Your objective – Reproduce the entire listing below line for line, without changing a single character.

Supplied records –
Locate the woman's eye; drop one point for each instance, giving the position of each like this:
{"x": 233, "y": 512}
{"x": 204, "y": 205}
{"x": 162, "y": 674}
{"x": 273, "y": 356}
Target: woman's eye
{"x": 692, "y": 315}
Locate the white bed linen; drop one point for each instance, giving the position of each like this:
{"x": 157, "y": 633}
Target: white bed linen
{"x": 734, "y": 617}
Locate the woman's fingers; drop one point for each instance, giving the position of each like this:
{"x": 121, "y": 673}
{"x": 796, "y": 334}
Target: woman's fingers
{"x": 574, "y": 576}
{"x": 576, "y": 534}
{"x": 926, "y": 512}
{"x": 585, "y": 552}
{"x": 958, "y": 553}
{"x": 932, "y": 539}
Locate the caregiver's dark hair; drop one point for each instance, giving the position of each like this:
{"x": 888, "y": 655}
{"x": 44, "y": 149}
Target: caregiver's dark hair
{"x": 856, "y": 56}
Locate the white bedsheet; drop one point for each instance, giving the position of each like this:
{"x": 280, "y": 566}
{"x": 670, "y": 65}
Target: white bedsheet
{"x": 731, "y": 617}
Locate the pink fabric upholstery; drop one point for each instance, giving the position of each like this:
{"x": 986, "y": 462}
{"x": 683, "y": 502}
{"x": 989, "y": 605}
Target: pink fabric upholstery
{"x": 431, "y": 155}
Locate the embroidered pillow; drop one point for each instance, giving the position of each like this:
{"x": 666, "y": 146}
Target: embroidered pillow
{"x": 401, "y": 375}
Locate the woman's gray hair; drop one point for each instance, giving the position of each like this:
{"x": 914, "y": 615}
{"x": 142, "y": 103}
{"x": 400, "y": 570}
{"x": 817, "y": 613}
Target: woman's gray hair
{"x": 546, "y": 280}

Task response –
Locate the woman's eye; drop one point for each instance, giving the position of each like this:
{"x": 233, "y": 512}
{"x": 204, "y": 205}
{"x": 162, "y": 674}
{"x": 273, "y": 356}
Target: woman's eye
{"x": 692, "y": 315}
Locate the white bed linen; drop one point for each instance, giving the position of each like this:
{"x": 157, "y": 633}
Target: white bed linen
{"x": 734, "y": 617}
Locate the woman's fingers; drop one point for each instance, giving the position of each like this:
{"x": 121, "y": 673}
{"x": 796, "y": 334}
Target: woman's fingers
{"x": 574, "y": 576}
{"x": 576, "y": 534}
{"x": 926, "y": 512}
{"x": 585, "y": 552}
{"x": 958, "y": 553}
{"x": 932, "y": 539}
Locate the caregiver's dark hair; drop one point for each instance, giving the position of each like this:
{"x": 888, "y": 655}
{"x": 44, "y": 149}
Target: caregiver's dark hair
{"x": 856, "y": 56}
Locate the white bedsheet; drop one point for each instance, giving the position of each like this:
{"x": 280, "y": 566}
{"x": 670, "y": 65}
Target: white bedsheet
{"x": 731, "y": 617}
Locate the pink fabric upholstery; drop one point for each instance, giving the position of each like this:
{"x": 986, "y": 462}
{"x": 683, "y": 502}
{"x": 989, "y": 605}
Target: pink fabric upholstery
{"x": 431, "y": 155}
Locate the embroidered pillow; drop one point for each instance, giving the position of each like this:
{"x": 666, "y": 146}
Target: embroidered pillow
{"x": 401, "y": 375}
Locate the woman's gray hair; drop one point for each instance, giving the position of each like this:
{"x": 914, "y": 615}
{"x": 142, "y": 103}
{"x": 400, "y": 570}
{"x": 817, "y": 613}
Target: woman's gray hair
{"x": 546, "y": 280}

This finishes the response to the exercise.